→ WHAT YOU WILL DO
Entries follow. Set all of them down as they stand.

→ LISTED RECORDS
══════

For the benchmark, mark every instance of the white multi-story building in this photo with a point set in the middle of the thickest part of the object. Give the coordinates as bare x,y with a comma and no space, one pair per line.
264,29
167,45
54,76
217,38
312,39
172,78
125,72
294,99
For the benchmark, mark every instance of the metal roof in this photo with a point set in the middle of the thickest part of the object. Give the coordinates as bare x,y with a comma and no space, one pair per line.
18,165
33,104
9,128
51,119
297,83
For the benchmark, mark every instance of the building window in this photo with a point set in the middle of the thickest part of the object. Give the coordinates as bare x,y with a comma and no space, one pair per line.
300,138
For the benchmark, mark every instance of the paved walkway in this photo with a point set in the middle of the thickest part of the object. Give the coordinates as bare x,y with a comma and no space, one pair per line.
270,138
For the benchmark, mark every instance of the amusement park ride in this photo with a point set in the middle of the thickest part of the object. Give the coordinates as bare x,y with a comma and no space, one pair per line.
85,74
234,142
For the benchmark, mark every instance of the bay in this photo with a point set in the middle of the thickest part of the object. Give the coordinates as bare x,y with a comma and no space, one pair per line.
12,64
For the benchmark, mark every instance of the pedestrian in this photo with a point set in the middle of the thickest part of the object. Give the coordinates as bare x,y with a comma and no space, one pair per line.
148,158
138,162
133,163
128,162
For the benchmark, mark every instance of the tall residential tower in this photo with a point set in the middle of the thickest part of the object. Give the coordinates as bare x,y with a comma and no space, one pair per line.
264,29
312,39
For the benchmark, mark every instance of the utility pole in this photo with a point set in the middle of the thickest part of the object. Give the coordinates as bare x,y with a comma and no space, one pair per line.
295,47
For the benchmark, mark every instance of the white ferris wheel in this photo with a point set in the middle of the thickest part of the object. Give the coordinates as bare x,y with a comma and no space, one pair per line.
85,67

══════

→ TASK RESPONSE
For the benchmark, mark every instance of the white multi-story building in this photo with a point set in the middle of the thickest part of the object. Give the coordinates as bare x,y with a comma and no space, one pair per line.
264,29
167,45
54,76
217,38
312,39
172,78
125,72
294,99
For the benchmark, mark every instance of the metal roof in this photo with a point set in the middle of the thickest part of the object. Give the coordinates as bare x,y with a comma and no space, one pair per line.
18,165
33,104
9,128
51,119
297,83
For the benchmark, mark every instance of the building window in this photo with a point set in the middle of the thickest part of the object. Give the coordinates as bare x,y with a comma and no space, one pair per line.
300,138
For the benchmark, mark every instance of the paved walkway in this photo with a point set in the middle of the thickest part of the object. Give the coordinates as bare x,y with a comma and no space, one pair per line.
270,138
For the benchmark, mark every instance of the amusement park ride in this photo with a point set in the middle of the thickest part of the object. Give the coordinates as bare x,y with a comma and no space, one pair per line.
85,74
234,142
For the benchmark, mark every instance of the bay in this photo with a point set in the middle of the thickest part of the object. Give the coordinates as bare x,y with a comma and no space, one pair per line.
12,64
For the benchmark, mark every instance of the pedestrian in this photo with a point set in the middle of the thickest part of the object. Give the coordinates as bare x,y with a comma and no space, one pair per line.
148,158
138,162
133,163
128,162
For the benchmark, mark every instance of the tall residential tower in this photo with a point set in the middle of the thickest part of the object. Give the coordinates as bare x,y with a comma and no space, one pair per line.
264,29
312,39
For the benchmark, mark every instance of the utility pole in this photo with a point set in the middle of the thickest part of the object. Give the coordinates as bare x,y with a comma and no space, one pair per line.
295,47
For the benchmark, mark every instance of the white ferris wheel in this photo with a point set in the middle of the thickest part of the object. Give the coordinates as bare x,y with a comma and no space, one pair per line.
85,67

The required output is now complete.